| How to complete this task |
Every line of the entries that holds the word "pack" is to be copied.

[Saved entries]

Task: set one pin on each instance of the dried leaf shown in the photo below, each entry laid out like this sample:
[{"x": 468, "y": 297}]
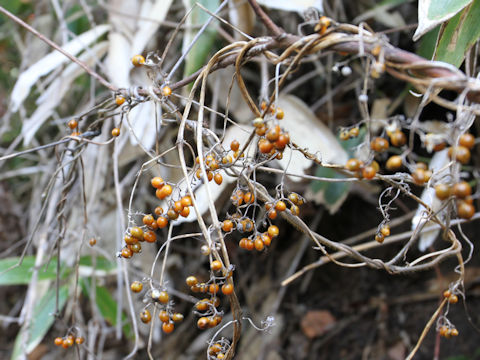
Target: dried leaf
[
  {"x": 432, "y": 13},
  {"x": 459, "y": 35},
  {"x": 288, "y": 5},
  {"x": 308, "y": 131},
  {"x": 50, "y": 62}
]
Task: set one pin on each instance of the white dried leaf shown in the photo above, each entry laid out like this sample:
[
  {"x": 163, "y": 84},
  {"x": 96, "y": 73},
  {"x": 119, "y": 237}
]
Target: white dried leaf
[
  {"x": 309, "y": 132},
  {"x": 50, "y": 62}
]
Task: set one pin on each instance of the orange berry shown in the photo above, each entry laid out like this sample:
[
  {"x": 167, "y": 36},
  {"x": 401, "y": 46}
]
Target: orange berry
[
  {"x": 148, "y": 219},
  {"x": 273, "y": 231},
  {"x": 126, "y": 253},
  {"x": 191, "y": 281},
  {"x": 280, "y": 114},
  {"x": 369, "y": 172},
  {"x": 249, "y": 245},
  {"x": 234, "y": 145},
  {"x": 215, "y": 265},
  {"x": 186, "y": 201},
  {"x": 136, "y": 286},
  {"x": 72, "y": 124},
  {"x": 265, "y": 146},
  {"x": 398, "y": 138},
  {"x": 442, "y": 191},
  {"x": 379, "y": 144},
  {"x": 203, "y": 323},
  {"x": 150, "y": 236},
  {"x": 213, "y": 289},
  {"x": 163, "y": 297},
  {"x": 227, "y": 225},
  {"x": 145, "y": 316},
  {"x": 163, "y": 316},
  {"x": 177, "y": 317},
  {"x": 280, "y": 206},
  {"x": 157, "y": 182},
  {"x": 185, "y": 212},
  {"x": 453, "y": 299},
  {"x": 465, "y": 210},
  {"x": 385, "y": 230},
  {"x": 462, "y": 189},
  {"x": 138, "y": 60},
  {"x": 162, "y": 222},
  {"x": 227, "y": 289},
  {"x": 462, "y": 154},
  {"x": 467, "y": 140},
  {"x": 119, "y": 100},
  {"x": 272, "y": 214},
  {"x": 394, "y": 163},
  {"x": 130, "y": 240},
  {"x": 353, "y": 164},
  {"x": 218, "y": 178},
  {"x": 258, "y": 244},
  {"x": 136, "y": 232},
  {"x": 166, "y": 91}
]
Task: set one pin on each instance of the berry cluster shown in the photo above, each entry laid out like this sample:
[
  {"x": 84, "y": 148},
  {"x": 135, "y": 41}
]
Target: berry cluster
[
  {"x": 161, "y": 300},
  {"x": 69, "y": 340}
]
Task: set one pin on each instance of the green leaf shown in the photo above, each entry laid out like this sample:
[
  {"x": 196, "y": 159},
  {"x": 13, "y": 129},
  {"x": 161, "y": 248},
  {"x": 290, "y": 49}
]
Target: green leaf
[
  {"x": 461, "y": 32},
  {"x": 42, "y": 320},
  {"x": 434, "y": 12},
  {"x": 21, "y": 275},
  {"x": 197, "y": 56},
  {"x": 107, "y": 306}
]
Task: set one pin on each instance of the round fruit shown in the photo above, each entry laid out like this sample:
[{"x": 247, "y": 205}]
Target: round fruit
[
  {"x": 119, "y": 100},
  {"x": 145, "y": 316},
  {"x": 168, "y": 327},
  {"x": 72, "y": 124},
  {"x": 465, "y": 210},
  {"x": 462, "y": 189},
  {"x": 163, "y": 297},
  {"x": 227, "y": 225},
  {"x": 273, "y": 231},
  {"x": 203, "y": 323},
  {"x": 398, "y": 138},
  {"x": 215, "y": 265},
  {"x": 177, "y": 317},
  {"x": 166, "y": 91},
  {"x": 467, "y": 140},
  {"x": 369, "y": 172},
  {"x": 138, "y": 60},
  {"x": 353, "y": 164},
  {"x": 234, "y": 145},
  {"x": 227, "y": 289},
  {"x": 136, "y": 286},
  {"x": 150, "y": 236}
]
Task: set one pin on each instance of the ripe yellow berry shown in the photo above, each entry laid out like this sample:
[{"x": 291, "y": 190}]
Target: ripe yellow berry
[{"x": 138, "y": 60}]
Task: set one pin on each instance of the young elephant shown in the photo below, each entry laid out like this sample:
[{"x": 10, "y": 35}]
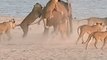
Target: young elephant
[
  {"x": 5, "y": 27},
  {"x": 88, "y": 29}
]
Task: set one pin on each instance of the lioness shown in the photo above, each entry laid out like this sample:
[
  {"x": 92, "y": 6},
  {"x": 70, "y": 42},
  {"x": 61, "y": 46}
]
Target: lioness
[
  {"x": 97, "y": 36},
  {"x": 32, "y": 16},
  {"x": 88, "y": 29},
  {"x": 5, "y": 28}
]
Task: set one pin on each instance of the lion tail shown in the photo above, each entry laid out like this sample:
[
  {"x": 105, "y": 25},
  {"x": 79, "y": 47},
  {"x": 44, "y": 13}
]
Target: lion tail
[
  {"x": 18, "y": 25},
  {"x": 78, "y": 29}
]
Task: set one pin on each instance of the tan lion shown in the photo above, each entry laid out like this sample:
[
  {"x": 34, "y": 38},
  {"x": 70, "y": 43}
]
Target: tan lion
[
  {"x": 30, "y": 18},
  {"x": 97, "y": 36},
  {"x": 88, "y": 29},
  {"x": 5, "y": 28}
]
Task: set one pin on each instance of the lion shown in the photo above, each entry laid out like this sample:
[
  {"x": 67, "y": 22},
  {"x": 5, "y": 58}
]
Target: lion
[
  {"x": 88, "y": 29},
  {"x": 50, "y": 7},
  {"x": 31, "y": 17},
  {"x": 99, "y": 35},
  {"x": 58, "y": 16},
  {"x": 93, "y": 20},
  {"x": 6, "y": 27}
]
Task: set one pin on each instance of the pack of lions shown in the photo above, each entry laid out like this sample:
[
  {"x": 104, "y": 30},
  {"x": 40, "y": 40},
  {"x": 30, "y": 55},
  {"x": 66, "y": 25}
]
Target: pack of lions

| Task solution |
Task: set one pin on each instance of the pack of lions shown in the photo above, each entry laid out like this sample:
Target: pack of lions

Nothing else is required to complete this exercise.